#### Exercise instructions:
Copy the data below verbatim, leaving no line out.

#### Information provided:
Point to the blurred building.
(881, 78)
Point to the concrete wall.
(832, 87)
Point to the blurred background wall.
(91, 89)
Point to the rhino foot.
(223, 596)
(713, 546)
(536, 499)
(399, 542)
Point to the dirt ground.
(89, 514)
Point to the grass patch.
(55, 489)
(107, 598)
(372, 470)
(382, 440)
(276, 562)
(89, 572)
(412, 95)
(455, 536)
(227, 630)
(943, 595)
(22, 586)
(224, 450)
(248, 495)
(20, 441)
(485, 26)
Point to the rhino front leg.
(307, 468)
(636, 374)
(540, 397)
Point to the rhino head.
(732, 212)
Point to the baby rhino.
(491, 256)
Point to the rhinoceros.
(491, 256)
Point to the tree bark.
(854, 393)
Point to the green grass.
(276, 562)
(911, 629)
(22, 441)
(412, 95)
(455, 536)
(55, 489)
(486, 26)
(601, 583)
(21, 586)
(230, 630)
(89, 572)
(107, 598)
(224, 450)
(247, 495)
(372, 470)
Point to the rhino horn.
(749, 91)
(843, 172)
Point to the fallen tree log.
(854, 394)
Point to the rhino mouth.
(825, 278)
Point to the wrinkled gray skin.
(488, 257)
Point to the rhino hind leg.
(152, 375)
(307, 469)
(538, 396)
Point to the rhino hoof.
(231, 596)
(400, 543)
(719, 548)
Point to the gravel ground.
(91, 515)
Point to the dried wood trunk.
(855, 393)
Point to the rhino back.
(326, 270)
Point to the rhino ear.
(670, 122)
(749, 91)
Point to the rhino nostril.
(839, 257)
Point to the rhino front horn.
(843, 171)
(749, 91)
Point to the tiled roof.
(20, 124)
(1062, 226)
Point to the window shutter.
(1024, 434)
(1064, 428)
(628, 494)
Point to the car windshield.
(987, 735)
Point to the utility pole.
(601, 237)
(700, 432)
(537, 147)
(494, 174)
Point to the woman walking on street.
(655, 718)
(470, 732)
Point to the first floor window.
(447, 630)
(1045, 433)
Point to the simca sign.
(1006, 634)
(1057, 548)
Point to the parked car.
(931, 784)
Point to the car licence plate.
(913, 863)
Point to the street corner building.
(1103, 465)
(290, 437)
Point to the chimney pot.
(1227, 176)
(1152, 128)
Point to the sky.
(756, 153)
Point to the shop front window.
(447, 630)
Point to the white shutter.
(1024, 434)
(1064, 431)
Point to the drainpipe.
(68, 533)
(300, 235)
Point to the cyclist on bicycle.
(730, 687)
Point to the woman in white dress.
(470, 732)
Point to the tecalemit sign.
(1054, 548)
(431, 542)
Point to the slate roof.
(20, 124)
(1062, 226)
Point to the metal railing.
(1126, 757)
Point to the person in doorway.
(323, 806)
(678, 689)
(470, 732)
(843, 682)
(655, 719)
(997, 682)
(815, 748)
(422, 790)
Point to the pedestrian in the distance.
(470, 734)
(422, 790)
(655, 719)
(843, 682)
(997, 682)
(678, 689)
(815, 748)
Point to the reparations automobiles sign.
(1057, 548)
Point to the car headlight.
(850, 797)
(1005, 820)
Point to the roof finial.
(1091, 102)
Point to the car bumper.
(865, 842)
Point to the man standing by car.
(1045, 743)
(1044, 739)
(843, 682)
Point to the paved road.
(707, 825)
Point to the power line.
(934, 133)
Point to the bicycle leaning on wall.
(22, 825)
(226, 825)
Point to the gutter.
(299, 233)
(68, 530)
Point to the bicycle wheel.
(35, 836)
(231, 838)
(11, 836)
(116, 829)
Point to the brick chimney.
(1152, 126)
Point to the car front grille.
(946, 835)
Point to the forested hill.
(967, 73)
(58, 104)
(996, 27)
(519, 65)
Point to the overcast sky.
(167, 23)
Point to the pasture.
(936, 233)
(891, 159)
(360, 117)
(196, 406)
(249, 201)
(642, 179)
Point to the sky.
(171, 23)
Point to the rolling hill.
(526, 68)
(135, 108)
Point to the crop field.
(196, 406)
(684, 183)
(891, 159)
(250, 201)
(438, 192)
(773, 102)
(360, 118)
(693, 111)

#### Solution to this problem:
Point to the blurred building.
(881, 78)
Point to the concrete wall.
(832, 87)
Point to the blurred background wall.
(91, 89)
Point to the rhino foot.
(223, 596)
(713, 546)
(536, 499)
(399, 542)
Point to the dirt ground.
(89, 514)
Point to the grass patch.
(55, 489)
(107, 598)
(372, 470)
(382, 440)
(276, 562)
(89, 572)
(412, 95)
(455, 536)
(227, 630)
(943, 595)
(22, 586)
(224, 450)
(248, 495)
(20, 441)
(485, 26)
Point to the rhino front leg.
(307, 468)
(636, 374)
(540, 397)
Point to the rhino head.
(732, 212)
Point to the baby rhino.
(491, 256)
Point to the rhinoceros.
(491, 256)
Point to the tree bark.
(854, 393)
Point to the green grass.
(276, 562)
(911, 629)
(22, 441)
(412, 95)
(455, 536)
(55, 489)
(486, 26)
(601, 583)
(21, 586)
(230, 630)
(89, 572)
(107, 598)
(224, 450)
(247, 495)
(372, 470)
Point to the rhino horn.
(749, 91)
(843, 172)
Point to the fallen tree log.
(854, 394)
Point to the rhino mouth.
(825, 278)
Point to the wrinkled gray skin.
(488, 257)
Point to the rhino hind leg.
(152, 375)
(307, 469)
(538, 396)
Point to the rhino hoof.
(231, 596)
(400, 543)
(719, 548)
Point to the gravel ground.
(91, 515)
Point to the dried wood trunk.
(855, 393)
Point to the rhino back.
(326, 270)
Point to the rhino ear.
(670, 122)
(749, 91)
Point to the rhino nostril.
(839, 257)
Point to the rhino front horn.
(843, 171)
(749, 91)
Point to the tiled roof.
(20, 124)
(1062, 226)
Point to the window shutter.
(1024, 434)
(1064, 428)
(628, 494)
Point to the car windshield.
(987, 735)
Point to the utility pole.
(601, 237)
(700, 432)
(537, 147)
(494, 174)
Point to the woman walking on street.
(655, 718)
(470, 732)
Point to the first floor window.
(447, 630)
(1045, 433)
Point to the simca sign.
(1006, 634)
(1057, 548)
Point to the parked car.
(931, 784)
Point to the car licence plate.
(913, 863)
Point to the street corner building.
(1103, 465)
(290, 437)
Point to the chimney pot.
(1227, 176)
(1152, 128)
Point to the sky.
(756, 153)
Point to the shop front window.
(447, 630)
Point to the white shutter.
(1024, 434)
(1064, 431)
Point to the drainpipe.
(68, 533)
(300, 235)
Point to the cyclist on bicycle.
(730, 687)
Point to the woman in white dress.
(470, 732)
Point to the tecalemit sign.
(1054, 548)
(431, 542)
Point to the slate roof.
(20, 124)
(1062, 226)
Point to the metal railing.
(1126, 757)
Point to the person in doorway.
(323, 806)
(678, 689)
(470, 732)
(843, 682)
(655, 719)
(997, 682)
(815, 748)
(422, 790)
Point to the pedestrian in the distance.
(470, 734)
(422, 790)
(655, 719)
(843, 682)
(997, 682)
(678, 689)
(815, 748)
Point to the reparations automobiles sign.
(1057, 548)
Point to the car headlight.
(850, 797)
(1005, 820)
Point to the roof finial.
(1091, 102)
Point to the car bumper.
(865, 842)
Point to the man standing by car.
(1045, 743)
(1044, 739)
(843, 682)
Point to the paved road.
(707, 825)
Point to the power line.
(934, 133)
Point to the bicycle leaning on wall.
(22, 825)
(226, 825)
Point to the gutter.
(299, 233)
(68, 530)
Point to the bicycle wheel.
(35, 836)
(231, 838)
(11, 836)
(116, 829)
Point to the brick chimney.
(1152, 126)
Point to the car front grille.
(946, 835)
Point to the forested hill.
(967, 73)
(58, 104)
(996, 27)
(519, 65)
Point to the overcast sky.
(167, 23)
Point to the pasture.
(936, 233)
(891, 159)
(360, 117)
(196, 406)
(249, 201)
(642, 179)
Point to the sky.
(171, 23)
Point to the rolling hill.
(526, 68)
(135, 108)
Point to the crop field.
(196, 406)
(684, 183)
(891, 159)
(250, 201)
(438, 192)
(773, 102)
(360, 118)
(693, 111)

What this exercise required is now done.